* [INFORMATION SHOWN]
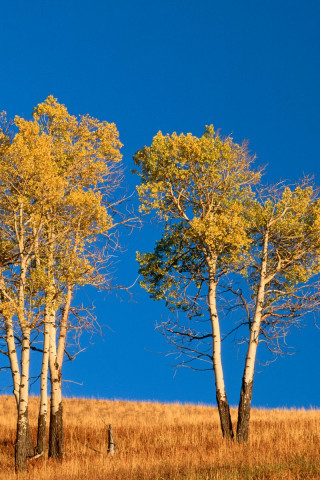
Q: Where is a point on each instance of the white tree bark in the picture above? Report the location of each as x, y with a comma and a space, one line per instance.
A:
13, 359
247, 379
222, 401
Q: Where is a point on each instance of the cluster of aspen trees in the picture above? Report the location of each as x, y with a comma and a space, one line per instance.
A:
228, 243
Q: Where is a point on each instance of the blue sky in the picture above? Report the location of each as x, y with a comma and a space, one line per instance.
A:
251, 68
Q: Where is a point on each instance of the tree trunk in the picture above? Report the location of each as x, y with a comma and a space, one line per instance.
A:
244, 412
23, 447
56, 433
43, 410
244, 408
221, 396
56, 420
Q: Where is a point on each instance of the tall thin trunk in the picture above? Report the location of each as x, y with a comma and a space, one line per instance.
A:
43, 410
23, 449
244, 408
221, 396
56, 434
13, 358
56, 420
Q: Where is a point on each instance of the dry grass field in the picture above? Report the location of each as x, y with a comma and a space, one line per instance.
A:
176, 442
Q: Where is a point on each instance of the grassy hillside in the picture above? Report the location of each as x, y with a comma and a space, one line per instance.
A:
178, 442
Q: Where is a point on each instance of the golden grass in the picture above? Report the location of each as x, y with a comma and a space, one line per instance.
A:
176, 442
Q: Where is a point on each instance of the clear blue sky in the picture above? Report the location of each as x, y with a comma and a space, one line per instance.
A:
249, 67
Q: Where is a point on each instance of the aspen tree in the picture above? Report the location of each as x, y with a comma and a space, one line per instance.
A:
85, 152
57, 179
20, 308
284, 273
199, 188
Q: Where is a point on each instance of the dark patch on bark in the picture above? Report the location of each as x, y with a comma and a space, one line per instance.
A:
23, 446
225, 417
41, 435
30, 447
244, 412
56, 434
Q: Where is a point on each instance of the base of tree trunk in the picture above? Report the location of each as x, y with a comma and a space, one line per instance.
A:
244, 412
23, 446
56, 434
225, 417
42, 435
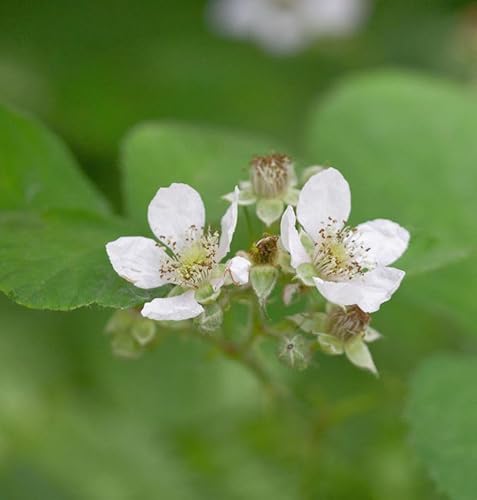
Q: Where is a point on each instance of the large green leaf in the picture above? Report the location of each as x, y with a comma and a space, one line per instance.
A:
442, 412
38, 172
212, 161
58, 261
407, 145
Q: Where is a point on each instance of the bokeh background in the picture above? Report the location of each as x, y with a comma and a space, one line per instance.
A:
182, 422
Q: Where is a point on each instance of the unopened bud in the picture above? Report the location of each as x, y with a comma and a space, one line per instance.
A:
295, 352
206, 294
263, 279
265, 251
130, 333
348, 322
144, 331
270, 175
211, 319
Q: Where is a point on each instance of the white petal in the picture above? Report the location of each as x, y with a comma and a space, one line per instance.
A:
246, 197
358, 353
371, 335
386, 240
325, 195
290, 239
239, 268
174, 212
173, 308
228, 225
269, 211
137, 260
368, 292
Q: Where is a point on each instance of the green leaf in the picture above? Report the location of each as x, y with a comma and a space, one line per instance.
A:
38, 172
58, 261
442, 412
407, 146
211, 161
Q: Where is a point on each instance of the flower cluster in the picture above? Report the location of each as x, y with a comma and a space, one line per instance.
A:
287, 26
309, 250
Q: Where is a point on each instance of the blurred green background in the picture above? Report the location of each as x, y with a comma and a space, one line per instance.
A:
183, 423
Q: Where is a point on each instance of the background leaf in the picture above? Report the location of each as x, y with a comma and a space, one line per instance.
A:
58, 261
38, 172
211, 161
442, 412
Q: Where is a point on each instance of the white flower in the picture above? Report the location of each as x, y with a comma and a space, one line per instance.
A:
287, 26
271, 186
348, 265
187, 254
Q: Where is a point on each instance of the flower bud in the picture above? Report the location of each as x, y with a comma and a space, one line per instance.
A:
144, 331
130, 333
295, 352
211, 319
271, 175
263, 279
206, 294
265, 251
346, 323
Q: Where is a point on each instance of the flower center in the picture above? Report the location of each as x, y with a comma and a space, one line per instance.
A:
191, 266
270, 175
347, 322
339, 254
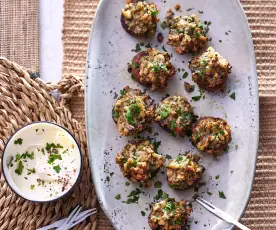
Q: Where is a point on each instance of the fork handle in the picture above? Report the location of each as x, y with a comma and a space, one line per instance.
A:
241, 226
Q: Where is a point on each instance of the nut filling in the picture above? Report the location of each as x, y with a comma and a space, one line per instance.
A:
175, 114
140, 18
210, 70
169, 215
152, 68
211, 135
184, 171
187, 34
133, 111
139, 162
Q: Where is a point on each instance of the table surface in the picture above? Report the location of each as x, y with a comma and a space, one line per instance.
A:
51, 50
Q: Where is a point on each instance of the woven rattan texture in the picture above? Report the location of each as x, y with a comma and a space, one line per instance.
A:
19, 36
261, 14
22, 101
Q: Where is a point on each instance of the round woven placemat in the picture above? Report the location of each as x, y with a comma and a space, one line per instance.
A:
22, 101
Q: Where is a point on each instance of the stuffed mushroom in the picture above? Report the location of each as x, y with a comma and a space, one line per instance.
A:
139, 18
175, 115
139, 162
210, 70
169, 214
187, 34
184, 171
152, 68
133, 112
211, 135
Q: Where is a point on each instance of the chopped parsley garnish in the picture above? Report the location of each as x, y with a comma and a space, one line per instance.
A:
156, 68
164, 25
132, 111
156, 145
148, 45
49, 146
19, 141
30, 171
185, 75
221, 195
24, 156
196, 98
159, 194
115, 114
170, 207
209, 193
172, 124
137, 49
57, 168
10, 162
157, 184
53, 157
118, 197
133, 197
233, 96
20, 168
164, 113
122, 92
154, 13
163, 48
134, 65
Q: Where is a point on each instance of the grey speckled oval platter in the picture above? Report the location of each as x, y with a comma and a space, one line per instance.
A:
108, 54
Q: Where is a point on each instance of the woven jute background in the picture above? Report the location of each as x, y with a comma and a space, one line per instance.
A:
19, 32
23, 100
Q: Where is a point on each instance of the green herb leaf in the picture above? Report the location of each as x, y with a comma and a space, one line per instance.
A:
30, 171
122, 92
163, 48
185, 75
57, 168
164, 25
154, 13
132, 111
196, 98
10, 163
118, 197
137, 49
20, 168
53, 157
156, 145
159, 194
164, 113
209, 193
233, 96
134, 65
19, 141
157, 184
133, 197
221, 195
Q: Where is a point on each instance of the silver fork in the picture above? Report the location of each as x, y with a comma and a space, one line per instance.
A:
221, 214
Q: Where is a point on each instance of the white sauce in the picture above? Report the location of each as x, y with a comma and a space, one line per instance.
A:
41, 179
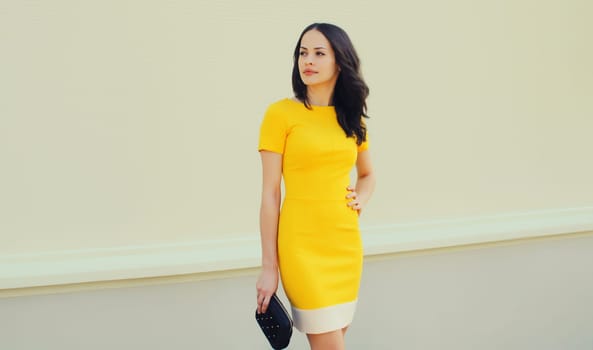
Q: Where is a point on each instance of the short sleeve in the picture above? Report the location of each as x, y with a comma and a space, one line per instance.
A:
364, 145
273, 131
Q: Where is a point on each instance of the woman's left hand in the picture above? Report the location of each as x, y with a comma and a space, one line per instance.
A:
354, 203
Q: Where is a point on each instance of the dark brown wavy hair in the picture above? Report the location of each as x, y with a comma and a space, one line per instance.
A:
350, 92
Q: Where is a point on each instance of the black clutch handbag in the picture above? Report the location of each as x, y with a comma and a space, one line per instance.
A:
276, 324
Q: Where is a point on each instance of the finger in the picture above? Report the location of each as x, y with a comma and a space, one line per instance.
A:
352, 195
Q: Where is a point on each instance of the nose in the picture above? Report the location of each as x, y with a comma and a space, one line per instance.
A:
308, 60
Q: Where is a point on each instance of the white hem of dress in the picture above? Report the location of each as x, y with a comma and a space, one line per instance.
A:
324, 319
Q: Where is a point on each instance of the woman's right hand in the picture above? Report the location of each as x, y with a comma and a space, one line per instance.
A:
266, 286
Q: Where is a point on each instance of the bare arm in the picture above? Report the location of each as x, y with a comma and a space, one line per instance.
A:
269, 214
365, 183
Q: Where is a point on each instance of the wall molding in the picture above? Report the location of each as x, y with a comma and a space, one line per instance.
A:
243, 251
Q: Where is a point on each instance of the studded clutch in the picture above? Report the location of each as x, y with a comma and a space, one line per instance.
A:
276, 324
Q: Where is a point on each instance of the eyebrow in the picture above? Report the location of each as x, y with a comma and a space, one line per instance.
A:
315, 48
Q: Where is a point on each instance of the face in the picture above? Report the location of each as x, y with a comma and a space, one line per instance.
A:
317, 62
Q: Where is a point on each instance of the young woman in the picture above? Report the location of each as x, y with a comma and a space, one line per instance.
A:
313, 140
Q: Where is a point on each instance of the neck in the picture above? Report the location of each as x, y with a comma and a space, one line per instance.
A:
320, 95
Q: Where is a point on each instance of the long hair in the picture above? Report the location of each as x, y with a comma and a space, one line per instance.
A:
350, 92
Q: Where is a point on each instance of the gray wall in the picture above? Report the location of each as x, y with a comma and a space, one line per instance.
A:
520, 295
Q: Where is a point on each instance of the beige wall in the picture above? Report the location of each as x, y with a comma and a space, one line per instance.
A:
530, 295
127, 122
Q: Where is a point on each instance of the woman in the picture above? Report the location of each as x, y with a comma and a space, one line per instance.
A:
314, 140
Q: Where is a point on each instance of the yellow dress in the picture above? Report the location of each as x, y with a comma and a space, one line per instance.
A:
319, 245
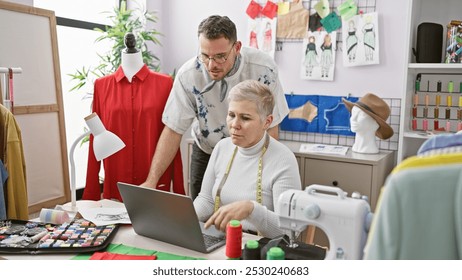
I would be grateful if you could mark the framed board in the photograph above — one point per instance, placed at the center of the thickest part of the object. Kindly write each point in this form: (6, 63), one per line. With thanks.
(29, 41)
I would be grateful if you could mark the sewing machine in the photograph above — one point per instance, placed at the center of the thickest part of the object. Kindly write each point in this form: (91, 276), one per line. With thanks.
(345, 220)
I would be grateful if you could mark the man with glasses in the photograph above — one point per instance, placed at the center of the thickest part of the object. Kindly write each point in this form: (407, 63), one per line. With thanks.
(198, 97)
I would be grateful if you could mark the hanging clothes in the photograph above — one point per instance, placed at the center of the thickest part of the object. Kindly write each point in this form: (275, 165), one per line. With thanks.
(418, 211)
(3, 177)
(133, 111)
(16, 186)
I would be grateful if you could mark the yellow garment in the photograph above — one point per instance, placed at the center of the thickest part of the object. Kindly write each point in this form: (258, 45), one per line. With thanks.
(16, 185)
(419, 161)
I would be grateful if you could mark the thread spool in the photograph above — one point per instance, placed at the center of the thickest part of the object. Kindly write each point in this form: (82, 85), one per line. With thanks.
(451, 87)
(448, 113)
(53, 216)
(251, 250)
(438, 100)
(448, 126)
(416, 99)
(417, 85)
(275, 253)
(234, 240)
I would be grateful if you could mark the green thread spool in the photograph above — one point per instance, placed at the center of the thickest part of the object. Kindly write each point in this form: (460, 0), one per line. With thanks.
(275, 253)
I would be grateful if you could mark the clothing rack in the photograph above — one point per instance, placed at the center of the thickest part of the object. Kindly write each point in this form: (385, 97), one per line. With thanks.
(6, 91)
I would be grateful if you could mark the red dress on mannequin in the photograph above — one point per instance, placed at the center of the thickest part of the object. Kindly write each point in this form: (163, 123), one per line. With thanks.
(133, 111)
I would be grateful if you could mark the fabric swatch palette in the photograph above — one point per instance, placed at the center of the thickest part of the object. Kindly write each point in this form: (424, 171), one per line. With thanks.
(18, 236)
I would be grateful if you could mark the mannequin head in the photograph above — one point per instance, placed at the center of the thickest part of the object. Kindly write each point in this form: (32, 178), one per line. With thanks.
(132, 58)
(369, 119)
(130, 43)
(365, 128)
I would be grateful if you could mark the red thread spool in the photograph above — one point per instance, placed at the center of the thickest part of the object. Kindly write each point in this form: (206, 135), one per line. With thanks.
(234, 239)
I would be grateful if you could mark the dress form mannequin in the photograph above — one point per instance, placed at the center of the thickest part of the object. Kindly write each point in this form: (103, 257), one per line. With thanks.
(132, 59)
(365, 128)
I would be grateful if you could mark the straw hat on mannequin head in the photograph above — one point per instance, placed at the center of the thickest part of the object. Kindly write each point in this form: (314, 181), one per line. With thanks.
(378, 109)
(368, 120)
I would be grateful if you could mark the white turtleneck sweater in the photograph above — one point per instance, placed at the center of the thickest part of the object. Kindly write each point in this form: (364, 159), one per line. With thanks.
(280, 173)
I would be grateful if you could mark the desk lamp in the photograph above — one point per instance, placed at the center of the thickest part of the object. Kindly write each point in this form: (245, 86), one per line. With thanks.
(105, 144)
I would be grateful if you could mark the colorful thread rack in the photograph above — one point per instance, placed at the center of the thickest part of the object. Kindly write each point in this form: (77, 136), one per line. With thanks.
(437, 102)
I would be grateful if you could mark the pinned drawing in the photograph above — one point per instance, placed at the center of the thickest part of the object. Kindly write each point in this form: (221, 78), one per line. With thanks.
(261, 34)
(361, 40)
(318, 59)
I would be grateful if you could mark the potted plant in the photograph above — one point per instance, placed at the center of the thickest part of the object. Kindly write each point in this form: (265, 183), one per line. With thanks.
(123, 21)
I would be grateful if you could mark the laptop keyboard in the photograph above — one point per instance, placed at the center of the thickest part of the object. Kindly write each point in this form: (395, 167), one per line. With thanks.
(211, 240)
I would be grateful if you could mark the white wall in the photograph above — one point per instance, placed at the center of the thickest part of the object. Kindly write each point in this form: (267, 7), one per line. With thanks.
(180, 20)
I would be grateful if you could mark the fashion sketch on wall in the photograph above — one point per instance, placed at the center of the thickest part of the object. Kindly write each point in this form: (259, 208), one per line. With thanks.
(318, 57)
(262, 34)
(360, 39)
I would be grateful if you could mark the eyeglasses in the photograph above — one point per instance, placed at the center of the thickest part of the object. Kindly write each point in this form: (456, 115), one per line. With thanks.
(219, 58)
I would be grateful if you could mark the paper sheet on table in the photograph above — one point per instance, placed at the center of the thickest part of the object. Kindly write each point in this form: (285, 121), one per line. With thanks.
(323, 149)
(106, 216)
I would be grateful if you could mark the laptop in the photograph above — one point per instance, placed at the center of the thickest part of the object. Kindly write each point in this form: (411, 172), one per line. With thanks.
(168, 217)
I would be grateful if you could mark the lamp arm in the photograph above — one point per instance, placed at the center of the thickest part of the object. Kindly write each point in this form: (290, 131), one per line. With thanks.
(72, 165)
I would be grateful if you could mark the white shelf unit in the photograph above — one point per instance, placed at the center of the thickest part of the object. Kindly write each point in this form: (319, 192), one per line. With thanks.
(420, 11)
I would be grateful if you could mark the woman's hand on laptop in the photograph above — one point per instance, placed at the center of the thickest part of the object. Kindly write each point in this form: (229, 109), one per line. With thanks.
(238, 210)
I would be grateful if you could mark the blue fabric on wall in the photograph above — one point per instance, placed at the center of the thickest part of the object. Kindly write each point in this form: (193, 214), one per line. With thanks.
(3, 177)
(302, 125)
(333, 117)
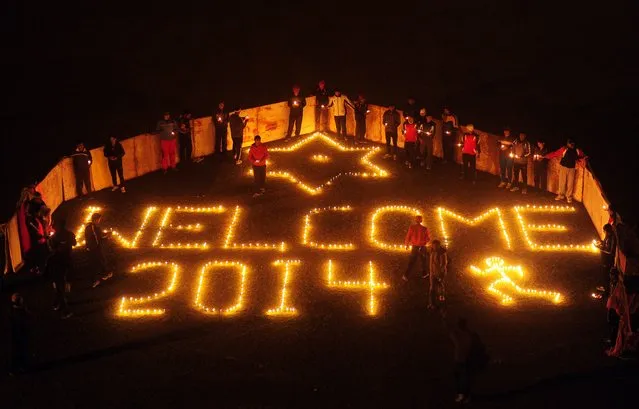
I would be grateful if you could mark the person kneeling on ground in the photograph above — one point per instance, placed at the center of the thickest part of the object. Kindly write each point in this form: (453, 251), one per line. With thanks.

* [WHAT IS REQUIRED] Leave out every picture and write out exactly the lines running from the line containing "I would be grateful if you could mark the white shelf" to the end of the listing above.

* [EXERCISE SOLUTION]
I would be grateful if you could mark the white shelf unit in the photograph above — one point per instance, placed at the center of the thickest part of the object. Kindly write each point in this form: (319, 192), one per line. With thanks.
(420, 11)
I would be grateful if you could mark the woman's hand on laptop in the photograph above — one point per instance, placed at the center of the thickest part of the object. Kindly write each point in this form: (229, 109), one per line. With thanks.
(238, 210)
I would be grateful if you could mark the blue fabric on wall in the photograph above — one point per instance, placed at the center of the thickest part of the object. Kindly write each point in this form: (193, 214), one per line. With thanks.
(3, 177)
(302, 125)
(333, 117)
I would be grateful if you could mark the person kneeling on ground in the photograph above — one point per instance, placed at the center of the thickest part of the object. Kindly write each point in this form: (453, 251), one per line. With thanks.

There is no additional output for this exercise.